** start DOCUMENT SEGMENT **
A tubing string, for example a production string 103, can be used to produce reservoir fluids from the subterranean formation 112 or inject fluids into the formation via the wellbore 114. The tubing string can be secured in the wellbore 114 by setting packers (not shown) against a casing 110 or an open-hole section of the wellbore 114, or by cementing the tubing string in the wellbore with cement, etc. The well system 100 can comprise one or more wellbore intervals. At least one wellbore interval can correspond to a zone of the subterranean formation 112.
The well system 100 can also include a downhole assembly 200 connected to a tubing string, such as a production string 103. The downhole assembly 200 can be used to perform operations relating to the completion of the wellbore 114, the production of reservoir fluids, injection operations, and/or the maintenance of the wellbore 114. The downhole assembly 200 can include a wide variety of components configured to perform these operations. For example, the downhole assembly 200 can include a sand screen assembly 210, an inflow control device 220, and an adjustable flow path 230. The downhole assembly 200 can also include other components, including, but not limited to, slotted tubing, packers, valves, sensors, and actuators. The number and types of components included in the downhole assembly 200 can depend on the type of wellbore, the operations being performed in the wellbore, and the anticipated wellbore conditions.
** end DOCUMENT SEGMENT **
#### [DIRECTIONS]
Reproduce the well system description above word for word, from start to finish.
** start RAW DATA **
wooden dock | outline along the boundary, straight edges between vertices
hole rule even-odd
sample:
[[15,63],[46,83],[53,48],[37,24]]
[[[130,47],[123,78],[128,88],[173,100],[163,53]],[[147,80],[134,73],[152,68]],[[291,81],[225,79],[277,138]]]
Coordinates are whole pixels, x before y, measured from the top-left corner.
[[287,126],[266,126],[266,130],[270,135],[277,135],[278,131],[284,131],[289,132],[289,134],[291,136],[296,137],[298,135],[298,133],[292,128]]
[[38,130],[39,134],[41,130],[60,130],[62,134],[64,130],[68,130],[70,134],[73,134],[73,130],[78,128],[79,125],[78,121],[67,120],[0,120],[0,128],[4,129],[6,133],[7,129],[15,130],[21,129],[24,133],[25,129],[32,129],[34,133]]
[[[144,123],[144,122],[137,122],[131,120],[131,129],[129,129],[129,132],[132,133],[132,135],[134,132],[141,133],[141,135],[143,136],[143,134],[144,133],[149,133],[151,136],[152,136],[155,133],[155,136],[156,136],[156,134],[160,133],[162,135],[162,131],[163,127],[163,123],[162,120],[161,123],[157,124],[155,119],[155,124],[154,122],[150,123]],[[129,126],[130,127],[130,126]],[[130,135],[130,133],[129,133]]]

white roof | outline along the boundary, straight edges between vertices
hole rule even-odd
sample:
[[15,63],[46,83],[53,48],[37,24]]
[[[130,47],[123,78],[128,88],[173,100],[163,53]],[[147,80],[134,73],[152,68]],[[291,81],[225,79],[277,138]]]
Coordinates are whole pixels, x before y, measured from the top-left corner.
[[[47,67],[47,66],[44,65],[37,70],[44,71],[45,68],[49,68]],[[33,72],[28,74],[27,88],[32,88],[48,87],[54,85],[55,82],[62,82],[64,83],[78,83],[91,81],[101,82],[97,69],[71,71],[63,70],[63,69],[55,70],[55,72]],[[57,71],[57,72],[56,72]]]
** end RAW DATA **
** start RAW DATA **
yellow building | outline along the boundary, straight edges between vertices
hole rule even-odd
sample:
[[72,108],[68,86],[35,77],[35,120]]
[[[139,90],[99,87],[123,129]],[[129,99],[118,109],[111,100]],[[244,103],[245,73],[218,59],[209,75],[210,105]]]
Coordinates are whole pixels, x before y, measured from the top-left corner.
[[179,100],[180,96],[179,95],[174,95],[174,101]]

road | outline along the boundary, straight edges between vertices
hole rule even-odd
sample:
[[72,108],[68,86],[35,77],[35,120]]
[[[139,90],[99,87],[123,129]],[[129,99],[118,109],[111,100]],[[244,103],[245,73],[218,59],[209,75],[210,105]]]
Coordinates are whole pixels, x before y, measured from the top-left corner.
** end RAW DATA **
#### [SOLUTION FOR THIS TASK]
A tubing string, for example a production string 103, can be used to produce reservoir fluids from the subterranean formation 112 or inject fluids into the formation via the wellbore 114. The tubing string can be secured in the wellbore 114 by setting packers (not shown) against a casing 110 or an open-hole section of the wellbore 114, or by cementing the tubing string in the wellbore with cement, etc. The well system 100 can comprise one or more wellbore intervals. At least one wellbore interval can correspond to a zone of the subterranean formation 112.
The well system 100 can also include a downhole assembly 200 connected to a tubing string, such as a production string 103. The downhole assembly 200 can be used to perform operations relating to the completion of the wellbore 114, the production of reservoir fluids, injection operations, and/or the maintenance of the wellbore 114. The downhole assembly 200 can include a wide variety of components configured to perform these operations. For example, the downhole assembly 200 can include a sand screen assembly 210, an inflow control device 220, and an adjustable flow path 230. The downhole assembly 200 can also include other components, including, but not limited to, slotted tubing, packers, valves, sensors, and actuators. The number and types of components included in the downhole assembly 200 can depend on the type of wellbore, the operations being performed in the wellbore, and the anticipated wellbore conditions.